▸ Stated task
Write out all entries word for word.

▸ Record set
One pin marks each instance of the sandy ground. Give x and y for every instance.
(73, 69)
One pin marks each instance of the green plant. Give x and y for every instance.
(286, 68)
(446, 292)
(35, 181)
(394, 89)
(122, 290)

▸ Solution to this task
One pin marks each instance of the sandy ground. Give x and y for every instance.
(73, 69)
One pin marks each instance of the green plant. Give x and y for every instance.
(286, 68)
(446, 292)
(35, 181)
(394, 89)
(122, 290)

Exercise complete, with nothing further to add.